*** Opening Information provided ***

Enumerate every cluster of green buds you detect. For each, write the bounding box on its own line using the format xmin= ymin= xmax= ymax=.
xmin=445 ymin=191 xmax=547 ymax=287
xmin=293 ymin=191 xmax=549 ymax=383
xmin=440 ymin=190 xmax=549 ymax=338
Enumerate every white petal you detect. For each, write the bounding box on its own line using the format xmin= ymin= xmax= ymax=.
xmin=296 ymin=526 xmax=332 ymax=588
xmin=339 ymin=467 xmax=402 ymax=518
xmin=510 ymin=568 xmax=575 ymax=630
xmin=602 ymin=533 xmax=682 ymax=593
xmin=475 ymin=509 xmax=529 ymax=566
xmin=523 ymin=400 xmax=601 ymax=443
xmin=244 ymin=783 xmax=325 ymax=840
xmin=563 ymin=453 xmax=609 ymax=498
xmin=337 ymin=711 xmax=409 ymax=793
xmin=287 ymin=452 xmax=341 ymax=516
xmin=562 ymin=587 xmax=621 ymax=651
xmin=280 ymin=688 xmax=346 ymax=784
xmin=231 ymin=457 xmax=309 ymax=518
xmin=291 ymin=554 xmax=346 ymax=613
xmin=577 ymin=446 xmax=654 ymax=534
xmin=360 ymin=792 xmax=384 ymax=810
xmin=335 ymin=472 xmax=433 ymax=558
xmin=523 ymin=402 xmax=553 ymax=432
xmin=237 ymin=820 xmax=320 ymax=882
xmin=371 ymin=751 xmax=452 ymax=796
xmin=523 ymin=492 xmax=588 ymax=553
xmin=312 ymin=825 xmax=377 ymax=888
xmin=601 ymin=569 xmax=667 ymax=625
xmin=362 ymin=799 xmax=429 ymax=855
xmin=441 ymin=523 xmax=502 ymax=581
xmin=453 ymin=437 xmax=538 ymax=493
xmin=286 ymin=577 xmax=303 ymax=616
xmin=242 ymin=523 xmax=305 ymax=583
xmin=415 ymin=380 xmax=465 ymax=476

*** Closing Information provided ***

What is needed is an exact retyping of every line from the one containing "Enumerate every white" through the final line of the entries, and only those lines.

Exercise output:
Enumerate every white petal you detect. For each, write the bounding box on its own line using the format xmin= ymin= xmax= ymax=.
xmin=296 ymin=526 xmax=332 ymax=588
xmin=339 ymin=467 xmax=402 ymax=518
xmin=510 ymin=568 xmax=575 ymax=630
xmin=602 ymin=533 xmax=682 ymax=593
xmin=475 ymin=509 xmax=529 ymax=566
xmin=523 ymin=400 xmax=601 ymax=443
xmin=244 ymin=783 xmax=325 ymax=840
xmin=563 ymin=453 xmax=609 ymax=498
xmin=337 ymin=711 xmax=409 ymax=793
xmin=287 ymin=452 xmax=341 ymax=516
xmin=562 ymin=587 xmax=621 ymax=651
xmin=280 ymin=688 xmax=346 ymax=784
xmin=231 ymin=457 xmax=309 ymax=518
xmin=291 ymin=554 xmax=346 ymax=613
xmin=577 ymin=446 xmax=654 ymax=534
xmin=360 ymin=792 xmax=384 ymax=810
xmin=335 ymin=472 xmax=433 ymax=558
xmin=523 ymin=402 xmax=553 ymax=432
xmin=237 ymin=820 xmax=320 ymax=882
xmin=371 ymin=751 xmax=452 ymax=796
xmin=523 ymin=492 xmax=588 ymax=553
xmin=312 ymin=825 xmax=377 ymax=888
xmin=601 ymin=569 xmax=667 ymax=625
xmin=362 ymin=799 xmax=429 ymax=855
xmin=441 ymin=523 xmax=502 ymax=581
xmin=453 ymin=437 xmax=538 ymax=493
xmin=286 ymin=577 xmax=303 ymax=616
xmin=242 ymin=523 xmax=305 ymax=583
xmin=415 ymin=380 xmax=465 ymax=476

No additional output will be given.